| What you need to do |
- a) In the document on paging through BigQuery query results, what URL parameter carries the token used to retrieve the next page of results?
- b) Write the next part of the document on paging through BigQuery query results, picking up right after its final sentence.

| Document extract |
********************

Paging Through Query Results

This document describes how to page through query results using the BigQuery REST API.

Paging through results using the API

All collection.list methods return paginated results under certain circumstances. The number of results per page is controlled by the maxResults property.

Method Pagination criteria Default maxResults value Maximum maxResults value
Tabledata.list Returns paginated results if the response size is more than 10 MB of serialized JSON or more than maxResults rows. 100,000 100,000
All other collection.list methods Returns paginated results if the response is more than maxResults rows. 50 1,000

If you set maxResults to a value greater than the maximum value listed above, the results are paginated based on the maximum value.

A page is a subset of the total number of rows. If your results are more than one page of data, the result data will have a pageToken property. To retrieve the next page of results, make another list call and include the token value as a URL parameter named pageToken.

The bigquery.tabledata.list method, which is used to page through table data, uses a row offset value or a page token. See Browsing table data for information.

The following samples demonstrate paging through bigquery results.

C#

For more on installing and creating a BigQuery client, refer to BigQuery Client Libraries.

public int TableDataList(
    string datasetId, string tableId, int pageSize, BigQueryClient client)
{
    int recordCount = 0;
    var result = client.ListRows(datasetId, tableId, null,
        new ListRowsOptions { PageSize = pageSize });
    // If there are more rows than were returned in the first page of results, 
    // iterating over the rows will lazily evaluate the results each time, 
    // making further requests as necessary.
    foreach (var row in result)
    {
        Console.WriteLine($"{row["title"]}: {row["unique_words"]}");
        recordCount++;
    }
    return recordCount;
}

Java

For more on installing and creating a BigQuery client, refer to BigQuery Client Libraries.

********************

| Data shown |
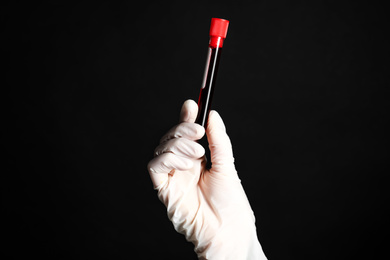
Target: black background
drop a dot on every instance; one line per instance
(91, 87)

********************

| Per-task outputs |
- a) pageToken

- b)
Page<FieldValueList> tableData =
    bigquery.listTableData(datasetName, tableName, TableDataListOption.pageSize(100));
for (FieldValueList row : tableData.iterateAll()) {
  // do something with the row
}

Go

For more on installing and creating a BigQuery client, refer to BigQuery Client Libraries.

The Google Cloud Client Library for Go automatically paginates by default, so you do not need to implement pagination yourself, for example:

table := client.Dataset(datasetID).Table(tableID)
it := table.Read(ctx)
for {
	var row []bigquery.Value
	err := it.Next(&row)
	if err == iterator.Done {
		break
	}
	if err != nil {
		return err
	}
	fmt.Println(row)
}

Node.js

For more on installing and creating a BigQuery client, refer to BigQuery Client Libraries.

The Google Cloud Client Library for Node.js automatically paginates by default, so you do not need to implement pagination yourself, for example:

// Imports the Google Cloud client library
const BigQuery = require('@google-cloud/bigquery');

// The project ID to use, e.g. "your-project-id"
// const projectId = "your-project-id";

// The ID of the dataset of the table to browse, e.g. "my_dataset"
// const datasetId = "my_dataset";

// The ID of the table to browse, e.g. "my_table"
// const tableId = "my_table";

// Instantiates a client
const bigquery = BigQuery({
  projectId: projectId
});

// Lists rows in the table
bigquery
  .dataset(datasetId)
  .table(tableId)
  .getRows()
  .then((results) => {
    const rows = results[0];
    console.log('Rows:');
    rows.forEach((row) => console.log(row));
  })
  .catch((err) => {
    console.error('ERROR:', err);
  });

PHP

For more on installing and creating a BigQuery client, refer to BigQuery Client Libraries.

Pagination happens automatically in the Google Cloud Client Library for PHP using the generator function rows, which fetches the next page of results during iteration.

use Google\Cloud\BigQuery\BigQueryClient;

/**
 * Browse a bigquery table.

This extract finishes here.